──────── DATA PROVIDED

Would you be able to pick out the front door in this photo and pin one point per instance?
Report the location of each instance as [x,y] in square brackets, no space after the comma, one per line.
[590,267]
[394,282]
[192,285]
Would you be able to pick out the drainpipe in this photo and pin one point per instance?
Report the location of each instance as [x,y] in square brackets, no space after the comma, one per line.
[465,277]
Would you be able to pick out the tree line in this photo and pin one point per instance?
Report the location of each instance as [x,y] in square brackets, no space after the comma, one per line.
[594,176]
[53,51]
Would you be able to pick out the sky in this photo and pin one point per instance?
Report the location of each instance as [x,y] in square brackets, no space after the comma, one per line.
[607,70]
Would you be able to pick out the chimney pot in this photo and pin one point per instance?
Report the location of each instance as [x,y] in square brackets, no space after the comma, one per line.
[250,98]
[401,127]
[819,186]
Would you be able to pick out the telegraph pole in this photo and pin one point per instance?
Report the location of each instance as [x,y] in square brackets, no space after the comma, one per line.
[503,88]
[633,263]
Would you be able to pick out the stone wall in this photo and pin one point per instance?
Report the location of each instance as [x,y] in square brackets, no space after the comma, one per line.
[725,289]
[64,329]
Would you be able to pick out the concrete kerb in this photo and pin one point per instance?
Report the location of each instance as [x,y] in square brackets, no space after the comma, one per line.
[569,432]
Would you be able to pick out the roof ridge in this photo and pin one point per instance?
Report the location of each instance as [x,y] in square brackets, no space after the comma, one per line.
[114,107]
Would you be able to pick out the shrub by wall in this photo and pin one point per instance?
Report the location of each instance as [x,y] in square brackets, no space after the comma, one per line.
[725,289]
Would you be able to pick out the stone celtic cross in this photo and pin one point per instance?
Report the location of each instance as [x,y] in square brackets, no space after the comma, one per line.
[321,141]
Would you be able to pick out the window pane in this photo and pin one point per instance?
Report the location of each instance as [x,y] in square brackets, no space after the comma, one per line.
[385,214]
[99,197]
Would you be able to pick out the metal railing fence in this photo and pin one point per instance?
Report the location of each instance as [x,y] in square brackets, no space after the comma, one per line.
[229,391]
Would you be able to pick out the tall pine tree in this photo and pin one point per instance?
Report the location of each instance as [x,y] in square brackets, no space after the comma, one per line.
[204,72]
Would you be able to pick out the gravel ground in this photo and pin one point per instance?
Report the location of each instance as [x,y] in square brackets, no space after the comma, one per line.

────────────────

- PROBLEM DETAILS -
Turn the listing above into a numbered list, giving each line its own number and leaving out blank lines.

- ANSWER FOR THE TASK -
1. Would you be able to pick out the front door in this photo and pin one point per instance?
2. Report the location of each instance as [x,y] in square brackets, no space after the comma, one per line.
3. [590,267]
4. [394,282]
5. [192,285]
6. Would you be able to pick out the drainpipe in this photo and pin one point per instance?
7. Report the location of each instance as [x,y] in square brackets, no space after the comma, one per line.
8. [465,277]
9. Would you be able to pick out the tree line in this photo and pin one point per instance?
10. Report the location of each instance as [x,y] in square brackets, no space after the comma, one per line.
11. [594,176]
12. [53,51]
13. Would you be able to pick out the sky in this photo and pin one point per instance?
14. Report the location of each instance as [x,y] in square brackets, no space after the comma, one per line.
15. [607,70]
16. Would you be able to pick out the chimney pot in this photo and pin one point per instance?
17. Report the location of each instance as [x,y] in square brackets, no space after the comma, one per line.
18. [250,98]
19. [401,127]
20. [819,186]
21. Would you be able to pick out the telegraph pole in this photo and pin one point per instance?
22. Report the location of each instance as [x,y] in square brackets, no space after the comma, one per line.
23. [503,88]
24. [633,263]
25. Would you be able to pick out the stone wall in this photo and pin one point per instance?
26. Report the location of each instance as [x,y] in square brackets, no space after the comma, one per line.
27. [725,289]
28. [64,329]
29. Would you be able to pick out the concrete kerb in this photo and pin one point per instance?
30. Report the location of each instance as [x,y] in square brackets, no space after the comma, one per line.
31. [569,432]
32. Would you be able to pick out the roof ridge in this photo and pin one point per instance?
33. Report the location of each instance as [x,y] in square brackets, no space after the comma, one per line.
34. [114,107]
35. Would you be able to pick out the shrub by wall in this photo and pin one point per instance?
36. Report the location of each instance as [x,y] in square brackets, no space after the comma, one per line.
37. [725,289]
38. Would you be able to pick out the stone celtic cross in this photo and pin one point per instance?
39. Report the location of each instance as [x,y] in square brackets, no space after the comma, one per line.
40. [321,141]
41. Would you be able to pick out the window pane in this photo and pin one point per instance?
42. Report the location of each instance as [x,y] in square brackets, no space after the comma, one per line.
43. [385,214]
44. [99,197]
45. Would you be able to pick out the metal railing fence in this photo and pin one point per instance?
46. Report the location of each instance as [x,y] in square brackets, no space after the comma, one per line.
47. [229,391]
48. Would you be able to pick out the tall pine tree in this photo and pin one point per instance?
49. Report the location of each instance as [x,y] in square brackets, no space after the comma, one per line.
50. [204,72]
51. Would you be able to pick out the gravel ground in this photo and pin one point per instance?
52. Report the location of each instance as [x,y] in square brackets, no space after the comma, one per line.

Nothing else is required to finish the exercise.